(SOURCE DATA)
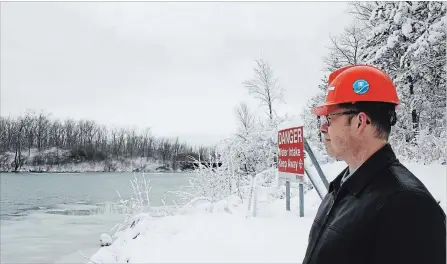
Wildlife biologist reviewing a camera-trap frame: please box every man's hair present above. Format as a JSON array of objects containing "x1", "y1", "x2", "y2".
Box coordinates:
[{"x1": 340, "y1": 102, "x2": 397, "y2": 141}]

--

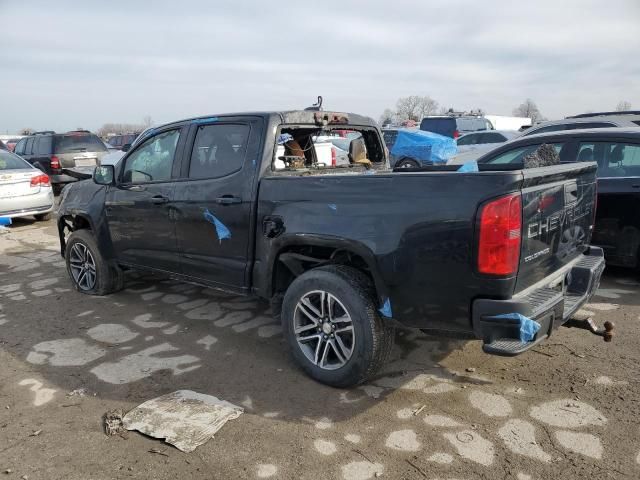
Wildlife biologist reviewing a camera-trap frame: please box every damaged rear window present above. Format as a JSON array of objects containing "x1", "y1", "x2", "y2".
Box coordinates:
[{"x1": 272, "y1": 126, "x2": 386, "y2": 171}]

(TASK INSTRUCTIONS) Return every line of the material above that contains the string "JSON", copying each line in full.

(TASK ANSWER)
Wildlife biologist reviewing a camera-trap frame: please box every man's hair present above. Format as a JSON array of objects containing "x1", "y1", "x2", "y2".
Wildlife biologist reviewing a camera-trap frame: please box every damaged rear window present above. Format as a JSON array of objects containing "x1", "y1", "x2", "y2".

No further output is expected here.